▶ What is required
Quote all of the following lines word for word, leaving out the pictures.

Object detection lines
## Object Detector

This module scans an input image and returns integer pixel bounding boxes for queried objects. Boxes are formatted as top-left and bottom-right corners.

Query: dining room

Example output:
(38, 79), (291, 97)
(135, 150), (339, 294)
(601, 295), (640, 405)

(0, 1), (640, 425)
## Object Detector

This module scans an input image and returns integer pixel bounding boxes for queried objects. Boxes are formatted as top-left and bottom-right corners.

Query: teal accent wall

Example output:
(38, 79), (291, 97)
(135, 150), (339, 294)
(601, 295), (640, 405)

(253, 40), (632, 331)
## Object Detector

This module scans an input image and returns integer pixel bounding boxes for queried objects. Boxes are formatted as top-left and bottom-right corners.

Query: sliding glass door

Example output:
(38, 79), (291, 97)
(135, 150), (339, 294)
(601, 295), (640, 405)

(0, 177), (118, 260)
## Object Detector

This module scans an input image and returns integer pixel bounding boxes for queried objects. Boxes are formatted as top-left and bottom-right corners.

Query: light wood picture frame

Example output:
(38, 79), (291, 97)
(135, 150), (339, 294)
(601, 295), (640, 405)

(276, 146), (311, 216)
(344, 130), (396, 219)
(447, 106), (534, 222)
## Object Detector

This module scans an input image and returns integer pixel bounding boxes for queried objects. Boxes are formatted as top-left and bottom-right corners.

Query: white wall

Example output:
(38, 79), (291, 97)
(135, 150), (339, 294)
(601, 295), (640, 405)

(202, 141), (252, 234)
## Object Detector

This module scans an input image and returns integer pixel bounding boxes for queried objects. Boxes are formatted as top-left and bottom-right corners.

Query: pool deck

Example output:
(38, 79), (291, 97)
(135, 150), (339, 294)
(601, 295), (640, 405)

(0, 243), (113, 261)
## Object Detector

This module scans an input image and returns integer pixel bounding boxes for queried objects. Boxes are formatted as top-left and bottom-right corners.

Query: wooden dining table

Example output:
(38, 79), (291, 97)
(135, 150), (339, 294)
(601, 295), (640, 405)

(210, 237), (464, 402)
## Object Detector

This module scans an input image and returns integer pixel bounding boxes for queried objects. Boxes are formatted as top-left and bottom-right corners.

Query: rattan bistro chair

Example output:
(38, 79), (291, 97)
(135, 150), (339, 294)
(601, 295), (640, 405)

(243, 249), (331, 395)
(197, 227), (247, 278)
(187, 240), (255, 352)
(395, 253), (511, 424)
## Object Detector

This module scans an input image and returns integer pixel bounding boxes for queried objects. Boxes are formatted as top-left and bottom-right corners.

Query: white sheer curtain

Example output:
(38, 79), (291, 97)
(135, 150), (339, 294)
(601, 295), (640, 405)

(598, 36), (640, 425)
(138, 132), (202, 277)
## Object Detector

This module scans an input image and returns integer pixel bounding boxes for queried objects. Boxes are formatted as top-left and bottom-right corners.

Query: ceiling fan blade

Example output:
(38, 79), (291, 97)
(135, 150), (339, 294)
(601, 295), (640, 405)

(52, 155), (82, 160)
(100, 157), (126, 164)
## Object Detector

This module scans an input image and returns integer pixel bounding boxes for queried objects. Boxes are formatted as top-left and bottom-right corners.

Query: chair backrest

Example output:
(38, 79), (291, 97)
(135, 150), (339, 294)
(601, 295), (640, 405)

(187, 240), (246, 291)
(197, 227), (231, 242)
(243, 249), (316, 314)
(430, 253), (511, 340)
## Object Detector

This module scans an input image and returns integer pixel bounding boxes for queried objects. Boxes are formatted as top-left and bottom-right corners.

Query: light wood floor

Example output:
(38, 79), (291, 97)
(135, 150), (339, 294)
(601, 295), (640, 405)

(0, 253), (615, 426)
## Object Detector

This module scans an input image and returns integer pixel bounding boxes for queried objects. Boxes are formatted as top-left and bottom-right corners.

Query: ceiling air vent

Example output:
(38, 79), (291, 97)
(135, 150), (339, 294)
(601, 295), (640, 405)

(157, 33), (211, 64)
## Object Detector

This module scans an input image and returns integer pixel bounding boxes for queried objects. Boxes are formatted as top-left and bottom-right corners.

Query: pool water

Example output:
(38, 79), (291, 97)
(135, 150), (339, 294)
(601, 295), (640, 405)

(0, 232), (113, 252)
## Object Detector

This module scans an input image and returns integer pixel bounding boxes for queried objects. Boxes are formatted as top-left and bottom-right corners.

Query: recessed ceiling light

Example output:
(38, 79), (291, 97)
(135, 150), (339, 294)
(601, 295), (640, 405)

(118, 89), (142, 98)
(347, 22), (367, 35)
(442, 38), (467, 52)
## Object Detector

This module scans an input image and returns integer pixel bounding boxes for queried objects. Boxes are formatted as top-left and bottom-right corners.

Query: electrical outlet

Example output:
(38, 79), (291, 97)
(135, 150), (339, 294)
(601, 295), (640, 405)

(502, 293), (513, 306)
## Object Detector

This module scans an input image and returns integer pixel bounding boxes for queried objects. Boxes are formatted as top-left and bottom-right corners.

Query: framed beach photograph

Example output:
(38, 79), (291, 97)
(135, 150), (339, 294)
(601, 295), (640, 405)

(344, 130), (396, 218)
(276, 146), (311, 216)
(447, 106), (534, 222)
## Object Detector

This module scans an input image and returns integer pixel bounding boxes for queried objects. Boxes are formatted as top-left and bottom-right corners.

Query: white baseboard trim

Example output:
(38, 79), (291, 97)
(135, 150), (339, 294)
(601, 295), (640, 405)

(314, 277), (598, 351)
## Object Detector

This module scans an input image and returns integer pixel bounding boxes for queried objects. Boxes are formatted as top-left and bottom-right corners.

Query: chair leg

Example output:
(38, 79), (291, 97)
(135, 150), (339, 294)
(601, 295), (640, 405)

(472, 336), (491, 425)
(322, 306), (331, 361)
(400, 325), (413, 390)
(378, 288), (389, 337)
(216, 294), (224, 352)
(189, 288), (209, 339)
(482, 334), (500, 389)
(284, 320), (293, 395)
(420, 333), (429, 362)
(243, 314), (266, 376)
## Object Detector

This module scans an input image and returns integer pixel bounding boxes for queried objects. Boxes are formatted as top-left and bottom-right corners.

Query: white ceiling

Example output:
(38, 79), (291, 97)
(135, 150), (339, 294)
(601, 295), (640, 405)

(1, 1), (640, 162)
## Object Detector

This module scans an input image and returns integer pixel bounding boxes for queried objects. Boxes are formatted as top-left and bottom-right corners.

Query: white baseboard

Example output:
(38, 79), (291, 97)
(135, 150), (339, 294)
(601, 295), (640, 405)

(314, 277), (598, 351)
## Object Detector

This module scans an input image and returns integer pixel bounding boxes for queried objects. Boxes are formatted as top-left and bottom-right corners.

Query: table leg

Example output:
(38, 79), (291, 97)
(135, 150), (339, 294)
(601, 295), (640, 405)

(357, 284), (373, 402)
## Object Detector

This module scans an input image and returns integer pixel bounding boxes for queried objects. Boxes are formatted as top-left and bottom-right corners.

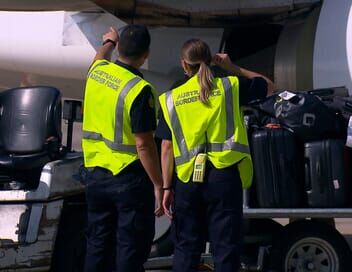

▶ Correct output
## Object Detector

This module scans an input image and returns integer pixel bounding boxes for queried objects. Boxes are formatted as top-left and bottom-right corners.

Query: dining room

Example output:
(38, 79), (291, 97)
(135, 150), (339, 294)
(601, 295), (640, 405)

(0, 1), (640, 425)
## Object Detector

This module scans an input image and returns integer pixel bounding boxes for queried objects. Boxes are formatted as top-left and bottom-right corners.

Query: teal accent wall

Example output:
(38, 79), (291, 97)
(135, 150), (339, 294)
(601, 295), (640, 405)

(253, 40), (632, 331)
## Object Detector

This module scans an input image and returns integer pixel bounding boxes for queried objects. Boxes are formatted as top-left and bottom-right corners.

Query: sliding glass door

Example output:
(38, 79), (291, 97)
(135, 150), (339, 294)
(601, 295), (640, 405)

(0, 177), (118, 260)
## Object Detector

This module scans an input image and returns integer pixel bounding boxes for queried objects. Boxes are formatted as top-left and bottom-right corners.

Query: light wood picture frame

Example output:
(38, 79), (291, 97)
(135, 150), (339, 294)
(601, 295), (640, 405)

(276, 146), (311, 216)
(344, 130), (396, 219)
(447, 106), (534, 222)
## Object Detector

This module scans an input image and returns integer pixel bounding boxes for queried objects. Boxes are formatted as top-left and bottom-right corners.

Query: white wall

Example output:
(38, 79), (291, 97)
(135, 150), (339, 294)
(601, 295), (640, 405)

(202, 141), (252, 234)
## Object Detector

This module scans an input image and returns integer pixel bounding boxes for queried objects. Boxes are formatted as top-left and bottom-right corners.

Query: pool deck

Example output:
(38, 79), (291, 97)
(135, 150), (339, 294)
(601, 295), (640, 405)

(0, 243), (113, 261)
## Object Detector

This module scans an input image and returns integer pixel bounding boxes for queried objects. Boxes are formatted as top-left and bottom-right corners.

Query: wooden dining table

Example output:
(38, 79), (291, 97)
(135, 150), (339, 294)
(601, 295), (640, 405)

(210, 237), (464, 402)
## Object Detector

This module scans an input image and returns integer pixel bounding boxes for queried objects. Boxes are formatted as top-left and bottom-right corners.

Query: rattan bistro chair

Example output:
(38, 79), (291, 97)
(135, 150), (339, 294)
(601, 295), (640, 405)

(243, 249), (331, 395)
(197, 227), (247, 278)
(187, 240), (255, 352)
(395, 253), (511, 424)
## Object Detector

This module scans an input image and returns integer pixel bounding boxes for queried objects. Boxes are formatted as top-left and bottom-right corners.

Query: white sheer curtain

Example output:
(38, 79), (291, 97)
(135, 150), (339, 294)
(601, 295), (640, 405)

(598, 36), (640, 425)
(138, 132), (202, 277)
## Object Detector

This module scans an input image and returns integer pixel bounding boxes for queried objects. Boxes are formatted as top-left and bottom-right corners.

Query: ceiling fan blade

Example output:
(38, 79), (291, 97)
(135, 150), (339, 294)
(601, 295), (640, 405)

(52, 155), (82, 160)
(100, 157), (126, 164)
## Object Detector

This module scans an input image and returns integer pixel bounding boxes for queried objects. Boxes are formatted as top-left and bottom-right corners.

Query: chair backrest

Example output:
(38, 79), (291, 97)
(135, 150), (339, 294)
(601, 295), (640, 405)

(187, 240), (246, 291)
(197, 227), (231, 242)
(243, 249), (316, 314)
(430, 253), (511, 340)
## Object Detector

This module scans an input image and returns integer pixel bounding boxes for queried objects. Boxes are formatted as top-left and bottom-right corners.

Query: light wood floor

Example output:
(38, 79), (291, 97)
(135, 150), (339, 294)
(601, 295), (640, 405)

(0, 253), (615, 426)
## Object Detector

This module scans an input image and returns integer pixel bounding boxes for queried objects. Boxes are formatted as top-left and bottom-right corners.

Query: ceiling air vent

Example output:
(38, 79), (291, 97)
(135, 150), (339, 294)
(601, 295), (640, 405)

(157, 33), (211, 64)
## Object Detector

This module scans an input image and returns integer pixel bounding boxes for queried objects. Boxes are formatted as top-left and bottom-right corners.

Query: pool water

Example output:
(38, 79), (291, 97)
(135, 150), (339, 294)
(601, 295), (640, 405)

(0, 232), (113, 252)
## Object Detector

This module scans an input image and returns integer pixel bounding boxes for queried objects. Boxes are formatted as top-left and bottom-right corners.

Query: recessed ceiling light

Example output:
(38, 79), (291, 97)
(135, 150), (339, 294)
(601, 295), (640, 405)

(118, 89), (142, 98)
(347, 22), (367, 35)
(442, 38), (467, 52)
## Object Detector

This module scans an input image and returns integer pixel bounding boxes for queried objects. Boxes are formatted as top-left and bottom-right corners.

Query: electrical outlet

Example output:
(38, 79), (291, 97)
(135, 150), (339, 294)
(601, 295), (640, 405)

(502, 293), (513, 306)
## Object Detector

This module scans an input image and returns integer pixel bounding boxes for queried objects. Boxes are formatted as top-left and bottom-right corners.

Query: framed beach photograph

Example output:
(38, 79), (291, 97)
(135, 150), (339, 294)
(601, 295), (640, 405)

(344, 130), (396, 218)
(276, 146), (311, 216)
(447, 106), (534, 222)
## Object Detector

This module scans an input image and returns integer pixel bounding boxes for queried objects. Boxes are formatted as top-left and bottom-right corners.

Query: white baseboard trim

Example output:
(38, 79), (291, 97)
(135, 150), (339, 294)
(601, 295), (640, 405)

(314, 277), (598, 351)
## Object Detector

This module scans an input image and returns integer pixel bounding boxes for queried objects. Boxes are formatted as top-left and bottom-right corners.

Query: chair leg

Example output:
(38, 79), (291, 97)
(135, 150), (339, 294)
(601, 295), (640, 405)

(472, 336), (491, 425)
(322, 306), (331, 361)
(400, 325), (413, 390)
(378, 288), (389, 337)
(216, 294), (224, 352)
(189, 288), (209, 339)
(482, 334), (500, 389)
(284, 320), (293, 395)
(420, 333), (429, 362)
(243, 314), (266, 376)
## Object Detector

This module scans an input image and returns integer pixel bounding boxes for queried objects. Boxes are formatted as top-left and bottom-right corners.

Query: white ceiling

Example output:
(38, 79), (291, 97)
(135, 150), (339, 294)
(601, 295), (640, 405)

(1, 1), (640, 162)
## Object Detector

This module scans an input image and returns integer pixel bounding boxes for queried objects. Boxes are formatted as top-left and bottom-right corners.

Query: white baseboard

Example output:
(38, 79), (291, 97)
(135, 150), (339, 294)
(601, 295), (640, 405)

(314, 277), (598, 351)
## Object Detector

This module scans an input image and returns integer pixel bounding boxes for queried objects. Boxes are formatted as top-left and bottom-right corners.

Query: table leg

Example output:
(38, 79), (291, 97)
(135, 150), (339, 294)
(601, 295), (640, 405)

(357, 284), (373, 402)
## Object Detector

This module scans an input image and returns integer pixel bounding boxes for queried objects. Boxes are formatted as top-left and bottom-right corners.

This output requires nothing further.